Location identification items:
* BEGIN *

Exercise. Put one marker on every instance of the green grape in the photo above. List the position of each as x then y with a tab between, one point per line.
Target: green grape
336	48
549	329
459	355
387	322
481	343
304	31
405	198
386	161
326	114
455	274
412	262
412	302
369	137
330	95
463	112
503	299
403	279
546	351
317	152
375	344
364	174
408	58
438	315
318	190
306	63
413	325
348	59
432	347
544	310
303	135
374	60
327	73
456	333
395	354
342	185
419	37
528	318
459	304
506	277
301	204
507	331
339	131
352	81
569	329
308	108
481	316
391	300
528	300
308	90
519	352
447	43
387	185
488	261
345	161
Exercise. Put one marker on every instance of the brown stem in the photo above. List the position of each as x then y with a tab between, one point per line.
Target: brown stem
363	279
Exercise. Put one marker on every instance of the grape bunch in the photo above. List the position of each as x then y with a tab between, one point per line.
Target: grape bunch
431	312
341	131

* END *

• Exercise task
Take the material from the line containing "Exercise. Put one marker on every instance of the brown" through the end, and rewrite those lines with "marker" swapped for "dot" and everything else left as it is.

• Exercise output
Exercise. Put one dot on every instance of the brown stem in the photo above. List the position of each as x then y with a tab between, one point per line.
Target: brown stem
363	279
Exercise. Put one dot on every instance of the grape bunch in the photo above. List the position of each as x then y with a tab between, one point per line.
Target: grape bunch
431	312
341	131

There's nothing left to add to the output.